• [Selected excerpt]:
* * * *
However the client node 300a, 300b does not need to immediately start monitoring the first MBMS bearer. Optionally, the client node 300a, 300b could start to monitor the first MBMS bearer for a short period of time and acknowledge to the control node 200 that the client node 300a, 300b is able to monitor the first MBMS bearer.

One way to implement step S401 is to perform any of step S102, step S202, and S204.

S402: The control node 200 announces a second MBMS bearer (using SC-PTM transmission) is to the client node 300a, 300b. Note that the second MBMS bearer is not activated. It is only announced to the client node 300a, 300b that there could be a MBMS bearer started at any time with the purpose to send group call setup messages. One way to implement step S402 is to perform any of step S104 and step S206.

S403: The control node 200 obtains a need for transmission of group call media by receiving a group call setup message from client node 300b. One way to implement step S403 is to perform step S106.

S404: The control node 200 activates the previously announced second MBMS bearer using SC-PTM transmission. The activation request can be sent from the control node 200 to a broadcast multicast service centre (BM-SC) which sets up the MBMS bearer. One way to implement step S404 is to perform any of step S108, step S208, step S210.

S405: The control node 200 transmits a group call setup message on the second MBMS bearer to the client node 300a. This message includes an identifier of the first MBMS bearer. One way to implement step S405 is to perform any of step S110 and step S212.

S406: The client node 300a (immediately) starts to monitor the first MBMS bearer. One way to implement step S406 is to perform step S214.

S407: Group call media is sent from client node 300b to the control node 200, and the control node 200 broadcasts the media on the first MBMS bearer so that the media can be received by client node 300a. One way to implement step S407 is to perform any of step S114 and step S216.

FIG. 8 schematically illustrates, in terms of a number of functional units, the components of a control node 200 according to an embodiment. Processing circuitry 210 is provided using any combination of one or more of a suitable central processing unit (CPU), multiprocessor, microcontroller, digital signal processor (DSP), etc., capable of executing software instructions stored in a computer program product 410a (as in FIG. 12), e.g. in the form of a storage medium 230. The processing circuitry 210 may further be provided as at least one application specific integrated circuit (ASIC), or field programmable gate array (FPGA).

Particularly, the processing circuitry 210 is configured to cause the control node 200 to perform a set of operations, or steps, S102-S114, as disclosed above. For example, the storage medium 230 may store the set of operations, and the processing circuitry 210 may be configured to retrieve the set of operations from the storage medium 230 to cause the control node 200 to perform the set of operations. The set of operations may be provided as a set of executable instructions. Thus the processing circuitry 210 is thereby arranged to execute methods as herein disclosed.

The storage medium 230 may also comprise persistent storage, which, for example, can be any single one or combination of magnetic memory, optical memory, solid state memory or even remotely mounted memory.

The control node 200 may further comprise a communications interface 220 for communications at least with a client node 300a, 300b, 300c and preferably with entities and devices of the radio access network 120, the core network 130 and the service network 140. As such the communications interface 220 may comprise one or more transmitters and receivers, comprising analogue and digital components and a suitable number of antennas for wireless communications and ports for wireline communications.
* * * *
• [Given information]:
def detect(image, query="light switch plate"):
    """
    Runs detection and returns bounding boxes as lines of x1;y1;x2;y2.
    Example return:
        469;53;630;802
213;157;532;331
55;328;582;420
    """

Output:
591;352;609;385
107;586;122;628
* * * *
• [Task instructions]:
- 1) In the text about MBMS bearers and the control node, list every kind of memory that it names as possible persistent storage for the storage medium.
- 2) Duplicate the part of the text about MBMS bearers and the control node starting at "S405: The control" and ending at "perform step S214.".

• [Answers in order]:
- 1)
- Magnetic memory
- Optical memory
- Solid state memory
- Remotely mounted memory

- 2)
S405: The control node 200 transmits a group call setup message on the second MBMS bearer to the client node 300a. This message includes an identifier of the first MBMS bearer. One way to implement step S405 is to perform any of step S110 and step S212.

S406: The client node 300a (immediately) starts to monitor the first MBMS bearer. One way to implement step S406 is to perform step S214.